• What is expected: Below is a set of entries. Reproduce exactly the lines from the one containing "square beignet in this photo, one per instance." through the end, both included.

• Source records:
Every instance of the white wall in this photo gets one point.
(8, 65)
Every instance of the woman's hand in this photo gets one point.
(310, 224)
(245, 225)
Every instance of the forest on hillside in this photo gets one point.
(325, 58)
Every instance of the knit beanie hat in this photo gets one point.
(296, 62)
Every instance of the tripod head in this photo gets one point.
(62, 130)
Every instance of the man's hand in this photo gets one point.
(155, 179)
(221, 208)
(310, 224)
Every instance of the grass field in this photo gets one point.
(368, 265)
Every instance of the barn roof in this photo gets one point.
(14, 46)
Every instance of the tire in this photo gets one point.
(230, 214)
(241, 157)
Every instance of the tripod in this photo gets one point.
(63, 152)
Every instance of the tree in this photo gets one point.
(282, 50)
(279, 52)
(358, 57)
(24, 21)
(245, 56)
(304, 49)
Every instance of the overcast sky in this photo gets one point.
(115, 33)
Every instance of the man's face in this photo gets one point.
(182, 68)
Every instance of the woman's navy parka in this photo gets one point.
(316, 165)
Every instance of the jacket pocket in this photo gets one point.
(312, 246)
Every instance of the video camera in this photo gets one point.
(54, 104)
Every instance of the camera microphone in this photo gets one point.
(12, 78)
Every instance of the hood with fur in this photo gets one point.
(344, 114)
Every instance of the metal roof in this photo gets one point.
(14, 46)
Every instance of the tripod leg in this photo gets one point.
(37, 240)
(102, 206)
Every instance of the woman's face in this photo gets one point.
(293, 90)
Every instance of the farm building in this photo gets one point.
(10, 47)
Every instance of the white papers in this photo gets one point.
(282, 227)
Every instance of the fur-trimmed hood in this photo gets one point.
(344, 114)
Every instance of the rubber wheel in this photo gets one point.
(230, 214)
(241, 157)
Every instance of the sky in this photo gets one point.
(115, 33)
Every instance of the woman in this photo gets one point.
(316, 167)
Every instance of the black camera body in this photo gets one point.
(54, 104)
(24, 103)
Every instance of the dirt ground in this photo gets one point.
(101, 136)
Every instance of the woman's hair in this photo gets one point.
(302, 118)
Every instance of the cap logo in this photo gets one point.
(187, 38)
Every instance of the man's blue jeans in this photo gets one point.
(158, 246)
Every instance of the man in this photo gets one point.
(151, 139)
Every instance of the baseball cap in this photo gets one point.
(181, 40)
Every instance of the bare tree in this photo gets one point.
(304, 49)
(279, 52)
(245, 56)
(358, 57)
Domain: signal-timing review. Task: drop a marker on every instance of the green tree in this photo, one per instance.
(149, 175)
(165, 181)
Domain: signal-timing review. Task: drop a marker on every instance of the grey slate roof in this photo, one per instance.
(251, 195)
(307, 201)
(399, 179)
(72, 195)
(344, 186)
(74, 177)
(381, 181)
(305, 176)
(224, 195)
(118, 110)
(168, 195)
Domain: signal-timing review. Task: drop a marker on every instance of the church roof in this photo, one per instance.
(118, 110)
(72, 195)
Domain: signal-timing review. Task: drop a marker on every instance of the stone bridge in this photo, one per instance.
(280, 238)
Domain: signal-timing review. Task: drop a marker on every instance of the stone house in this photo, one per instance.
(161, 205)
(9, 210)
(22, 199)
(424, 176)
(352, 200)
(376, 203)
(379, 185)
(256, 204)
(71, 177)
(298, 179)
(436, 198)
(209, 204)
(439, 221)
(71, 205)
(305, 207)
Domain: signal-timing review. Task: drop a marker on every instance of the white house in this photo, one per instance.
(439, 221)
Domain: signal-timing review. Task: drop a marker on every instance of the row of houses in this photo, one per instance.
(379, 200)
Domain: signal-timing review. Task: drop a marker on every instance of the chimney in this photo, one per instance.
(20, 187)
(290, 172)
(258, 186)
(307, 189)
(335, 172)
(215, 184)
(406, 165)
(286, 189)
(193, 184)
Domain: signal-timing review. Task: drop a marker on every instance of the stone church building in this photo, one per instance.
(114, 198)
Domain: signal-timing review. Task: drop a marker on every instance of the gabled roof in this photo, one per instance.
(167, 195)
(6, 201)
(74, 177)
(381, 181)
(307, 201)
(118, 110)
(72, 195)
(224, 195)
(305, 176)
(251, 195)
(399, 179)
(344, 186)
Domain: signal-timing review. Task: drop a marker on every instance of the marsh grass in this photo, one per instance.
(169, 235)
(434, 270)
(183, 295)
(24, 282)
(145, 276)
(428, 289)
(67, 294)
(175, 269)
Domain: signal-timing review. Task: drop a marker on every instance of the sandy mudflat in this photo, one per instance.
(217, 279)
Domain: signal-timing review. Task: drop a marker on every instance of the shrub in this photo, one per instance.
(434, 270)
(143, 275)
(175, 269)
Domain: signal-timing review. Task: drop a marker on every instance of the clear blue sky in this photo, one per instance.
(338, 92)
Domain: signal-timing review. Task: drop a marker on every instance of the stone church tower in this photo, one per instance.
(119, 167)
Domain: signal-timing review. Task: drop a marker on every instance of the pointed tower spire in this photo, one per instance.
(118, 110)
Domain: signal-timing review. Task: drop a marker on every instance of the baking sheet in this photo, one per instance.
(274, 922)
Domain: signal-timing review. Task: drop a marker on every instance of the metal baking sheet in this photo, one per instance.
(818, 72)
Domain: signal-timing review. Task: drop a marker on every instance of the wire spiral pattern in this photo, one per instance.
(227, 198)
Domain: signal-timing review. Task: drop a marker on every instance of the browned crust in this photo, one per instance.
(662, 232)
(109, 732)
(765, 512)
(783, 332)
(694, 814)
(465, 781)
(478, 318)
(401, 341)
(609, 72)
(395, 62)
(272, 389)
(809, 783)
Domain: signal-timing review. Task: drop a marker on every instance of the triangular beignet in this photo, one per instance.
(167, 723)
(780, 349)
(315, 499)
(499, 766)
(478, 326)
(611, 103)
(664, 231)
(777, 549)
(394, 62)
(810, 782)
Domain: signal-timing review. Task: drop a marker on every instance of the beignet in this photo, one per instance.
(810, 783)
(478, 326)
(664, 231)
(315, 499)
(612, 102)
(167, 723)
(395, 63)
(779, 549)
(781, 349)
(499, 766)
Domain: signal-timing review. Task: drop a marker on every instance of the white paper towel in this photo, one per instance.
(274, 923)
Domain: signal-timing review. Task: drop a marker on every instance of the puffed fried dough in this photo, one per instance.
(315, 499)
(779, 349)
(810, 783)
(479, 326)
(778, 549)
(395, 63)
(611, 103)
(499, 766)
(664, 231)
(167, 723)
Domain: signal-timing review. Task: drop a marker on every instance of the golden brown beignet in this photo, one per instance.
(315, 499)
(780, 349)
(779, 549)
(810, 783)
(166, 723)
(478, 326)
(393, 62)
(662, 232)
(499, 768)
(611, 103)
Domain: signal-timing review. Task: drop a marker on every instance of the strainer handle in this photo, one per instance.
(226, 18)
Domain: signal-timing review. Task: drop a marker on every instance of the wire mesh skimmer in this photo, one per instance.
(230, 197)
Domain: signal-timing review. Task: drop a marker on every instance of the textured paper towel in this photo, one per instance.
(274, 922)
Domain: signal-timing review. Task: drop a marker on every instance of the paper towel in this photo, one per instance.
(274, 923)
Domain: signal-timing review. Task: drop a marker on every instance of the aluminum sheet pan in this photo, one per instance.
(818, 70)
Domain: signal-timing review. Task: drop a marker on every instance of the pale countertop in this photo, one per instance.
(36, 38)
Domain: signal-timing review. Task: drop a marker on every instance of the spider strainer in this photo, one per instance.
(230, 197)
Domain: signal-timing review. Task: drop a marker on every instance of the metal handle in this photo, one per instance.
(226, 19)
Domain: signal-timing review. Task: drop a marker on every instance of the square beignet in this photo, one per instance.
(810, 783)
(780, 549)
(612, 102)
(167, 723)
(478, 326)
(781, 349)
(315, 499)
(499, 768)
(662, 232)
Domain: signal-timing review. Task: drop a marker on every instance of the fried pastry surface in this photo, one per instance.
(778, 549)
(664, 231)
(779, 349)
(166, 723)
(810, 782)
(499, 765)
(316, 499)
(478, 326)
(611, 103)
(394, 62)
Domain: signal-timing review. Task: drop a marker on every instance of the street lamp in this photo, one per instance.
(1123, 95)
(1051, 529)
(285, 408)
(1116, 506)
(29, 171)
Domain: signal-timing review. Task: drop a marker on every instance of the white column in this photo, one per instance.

• Reply:
Domain: signal-timing review. Task: drop a marker on every instance of the square beignet in this photo, one per instance.
(810, 783)
(780, 549)
(612, 102)
(167, 723)
(478, 326)
(781, 349)
(315, 499)
(499, 768)
(662, 232)
Domain: signal-timing review. Task: drop a marker on every instance of the fried pastry surface in this photo, one per instance.
(778, 549)
(664, 231)
(779, 349)
(166, 723)
(810, 782)
(499, 765)
(316, 499)
(478, 326)
(611, 103)
(394, 62)
Domain: signal-timing review. Task: drop a marker on every instance of the street lamp in this photo, one per instance.
(1123, 95)
(1051, 529)
(285, 408)
(1116, 506)
(29, 171)
Domain: signal-timing review. Task: drop a marker on every instance of the white column in this photo, one per instance.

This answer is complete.